> **Available data**:
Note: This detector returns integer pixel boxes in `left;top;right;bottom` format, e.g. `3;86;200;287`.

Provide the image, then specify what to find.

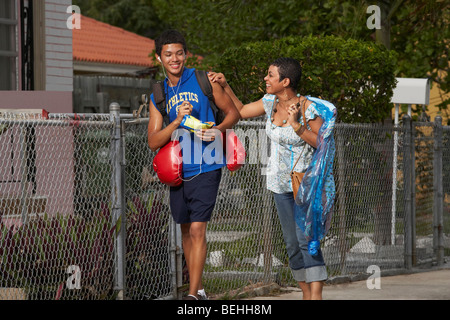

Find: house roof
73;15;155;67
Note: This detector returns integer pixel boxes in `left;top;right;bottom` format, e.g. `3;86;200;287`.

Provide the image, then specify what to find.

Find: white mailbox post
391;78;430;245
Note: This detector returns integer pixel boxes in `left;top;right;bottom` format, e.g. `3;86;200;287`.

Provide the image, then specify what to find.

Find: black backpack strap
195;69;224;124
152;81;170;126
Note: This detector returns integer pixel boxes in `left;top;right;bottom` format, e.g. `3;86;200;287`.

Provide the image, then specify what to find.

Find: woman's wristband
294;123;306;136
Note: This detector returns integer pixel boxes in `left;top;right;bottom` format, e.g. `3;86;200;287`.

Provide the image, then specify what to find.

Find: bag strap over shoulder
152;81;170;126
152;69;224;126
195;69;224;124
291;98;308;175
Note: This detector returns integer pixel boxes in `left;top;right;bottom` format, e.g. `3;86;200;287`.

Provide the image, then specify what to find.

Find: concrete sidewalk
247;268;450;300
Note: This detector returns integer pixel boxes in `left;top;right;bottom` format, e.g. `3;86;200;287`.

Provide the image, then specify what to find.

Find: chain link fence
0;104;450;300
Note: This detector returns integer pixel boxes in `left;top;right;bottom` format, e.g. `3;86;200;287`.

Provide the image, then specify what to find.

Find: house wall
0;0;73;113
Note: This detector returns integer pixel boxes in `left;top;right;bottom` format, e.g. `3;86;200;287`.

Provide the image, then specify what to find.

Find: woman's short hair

---

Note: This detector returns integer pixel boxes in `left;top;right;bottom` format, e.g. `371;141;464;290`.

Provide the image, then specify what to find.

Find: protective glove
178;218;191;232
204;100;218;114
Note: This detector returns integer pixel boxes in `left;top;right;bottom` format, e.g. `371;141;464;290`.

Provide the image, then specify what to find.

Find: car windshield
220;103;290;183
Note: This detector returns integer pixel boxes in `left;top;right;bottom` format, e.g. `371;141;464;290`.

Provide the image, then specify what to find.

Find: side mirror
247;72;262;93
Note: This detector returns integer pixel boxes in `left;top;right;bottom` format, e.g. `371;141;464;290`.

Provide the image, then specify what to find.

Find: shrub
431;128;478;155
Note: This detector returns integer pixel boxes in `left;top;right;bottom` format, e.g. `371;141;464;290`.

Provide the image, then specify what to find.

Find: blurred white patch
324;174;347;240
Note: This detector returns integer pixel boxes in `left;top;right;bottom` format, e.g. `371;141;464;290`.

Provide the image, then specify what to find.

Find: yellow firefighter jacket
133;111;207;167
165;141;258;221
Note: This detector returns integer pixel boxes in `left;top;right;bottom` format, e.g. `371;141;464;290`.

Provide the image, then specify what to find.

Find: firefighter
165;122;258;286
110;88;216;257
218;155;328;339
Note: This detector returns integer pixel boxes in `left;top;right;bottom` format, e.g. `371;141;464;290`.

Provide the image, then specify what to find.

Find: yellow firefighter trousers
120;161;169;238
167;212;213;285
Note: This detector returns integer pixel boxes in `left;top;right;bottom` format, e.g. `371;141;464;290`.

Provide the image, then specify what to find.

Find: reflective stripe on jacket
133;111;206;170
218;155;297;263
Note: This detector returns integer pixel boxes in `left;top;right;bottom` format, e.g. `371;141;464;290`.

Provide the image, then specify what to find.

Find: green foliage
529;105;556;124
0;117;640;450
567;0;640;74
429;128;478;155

---

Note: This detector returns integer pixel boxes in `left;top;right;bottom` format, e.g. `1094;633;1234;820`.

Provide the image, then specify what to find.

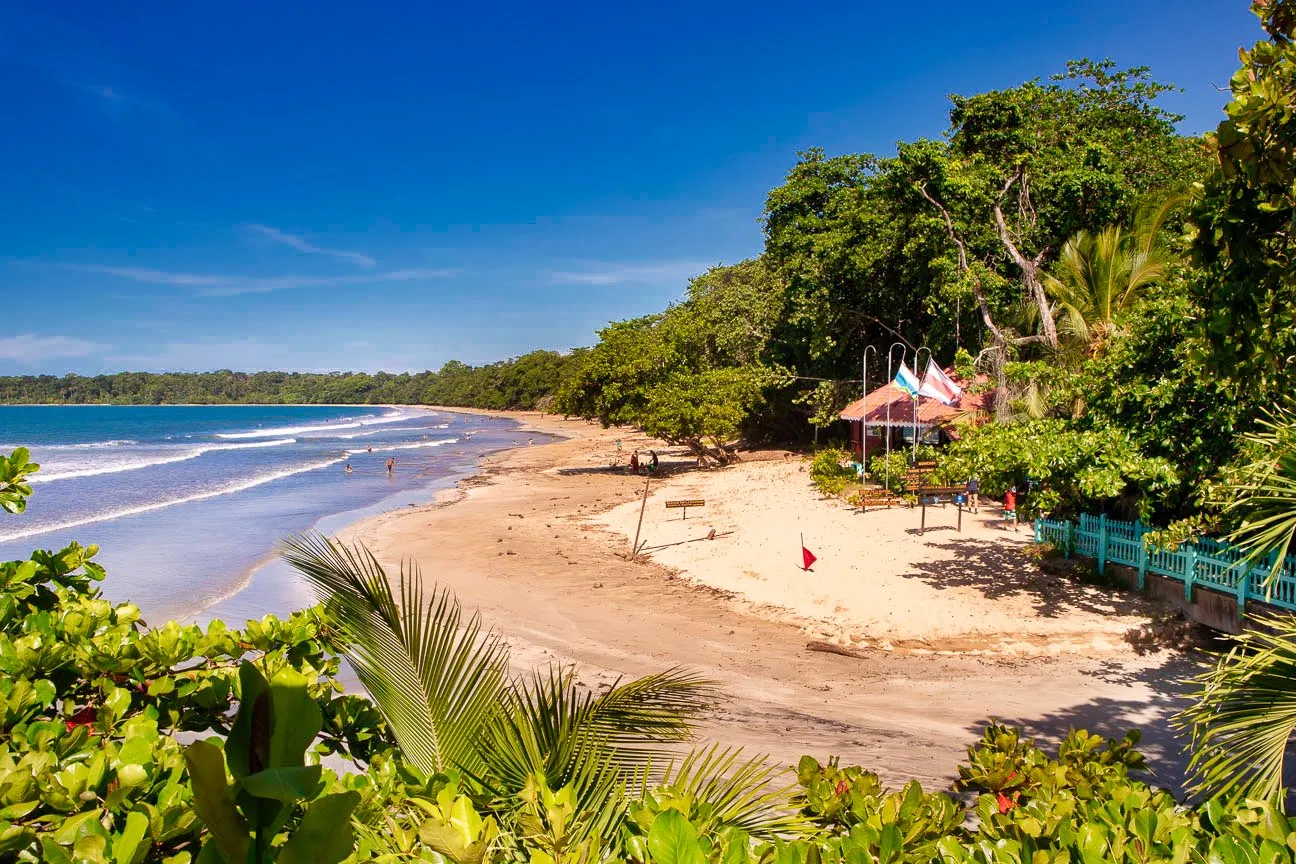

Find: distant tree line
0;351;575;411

> **What you need to do**: Locate every line in the rows above that contains the string "strap", and copy each one in full. Case counts.

> **Answer in full**:
Find: black backpack strap
Find: bag strap over shoulder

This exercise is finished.